**EXERCISE REQUIREMENTS**. Among the entries, which lines carry the string "breast"? Copy each of them.

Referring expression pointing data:
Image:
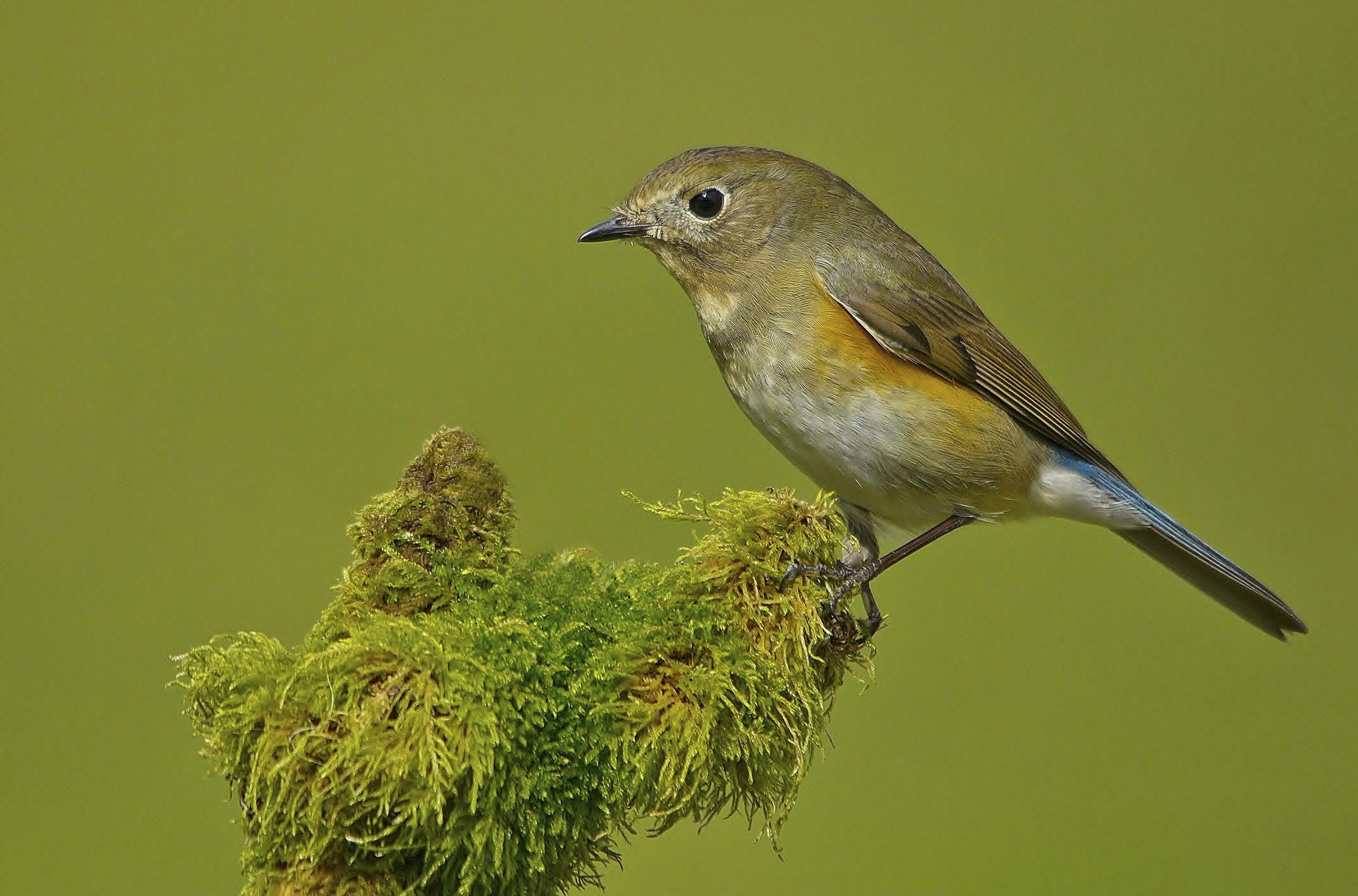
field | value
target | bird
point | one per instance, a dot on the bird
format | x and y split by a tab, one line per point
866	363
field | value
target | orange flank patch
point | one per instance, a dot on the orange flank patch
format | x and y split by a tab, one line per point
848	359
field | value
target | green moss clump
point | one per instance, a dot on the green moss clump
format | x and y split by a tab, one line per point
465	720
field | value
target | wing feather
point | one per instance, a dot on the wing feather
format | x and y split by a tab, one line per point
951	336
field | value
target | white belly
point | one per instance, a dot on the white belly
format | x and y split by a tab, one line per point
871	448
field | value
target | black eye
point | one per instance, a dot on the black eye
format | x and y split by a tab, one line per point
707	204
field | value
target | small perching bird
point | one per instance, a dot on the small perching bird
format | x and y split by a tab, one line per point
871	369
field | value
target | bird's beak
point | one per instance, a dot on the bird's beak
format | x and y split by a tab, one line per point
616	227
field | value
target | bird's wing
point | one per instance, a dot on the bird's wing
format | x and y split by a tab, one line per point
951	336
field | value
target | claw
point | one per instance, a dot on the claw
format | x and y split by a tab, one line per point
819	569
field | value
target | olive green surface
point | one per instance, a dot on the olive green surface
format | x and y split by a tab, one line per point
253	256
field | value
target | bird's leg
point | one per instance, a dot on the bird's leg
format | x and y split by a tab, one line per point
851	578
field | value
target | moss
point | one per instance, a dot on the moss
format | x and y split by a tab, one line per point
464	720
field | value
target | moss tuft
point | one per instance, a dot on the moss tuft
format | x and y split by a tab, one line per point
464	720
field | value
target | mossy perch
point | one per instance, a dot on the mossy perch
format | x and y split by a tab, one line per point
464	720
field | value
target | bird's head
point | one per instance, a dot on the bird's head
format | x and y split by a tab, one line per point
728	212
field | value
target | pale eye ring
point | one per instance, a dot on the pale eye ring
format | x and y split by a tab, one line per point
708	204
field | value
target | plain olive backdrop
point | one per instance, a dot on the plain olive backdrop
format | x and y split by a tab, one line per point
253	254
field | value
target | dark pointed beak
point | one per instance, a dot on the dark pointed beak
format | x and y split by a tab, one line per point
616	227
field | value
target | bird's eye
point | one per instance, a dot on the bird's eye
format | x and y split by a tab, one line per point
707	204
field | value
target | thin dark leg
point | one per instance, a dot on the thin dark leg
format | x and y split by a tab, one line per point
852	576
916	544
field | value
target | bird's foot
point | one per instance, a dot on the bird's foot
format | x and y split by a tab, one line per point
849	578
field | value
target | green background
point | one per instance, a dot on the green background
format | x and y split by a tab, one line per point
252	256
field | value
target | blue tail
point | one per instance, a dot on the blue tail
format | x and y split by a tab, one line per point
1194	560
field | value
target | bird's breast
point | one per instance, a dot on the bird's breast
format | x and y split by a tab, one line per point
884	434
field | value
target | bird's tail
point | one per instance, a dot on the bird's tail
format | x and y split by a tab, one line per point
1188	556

**YOUR SOLUTION**.
target | bird's breast
point | one per instance, a dot on the bird's breast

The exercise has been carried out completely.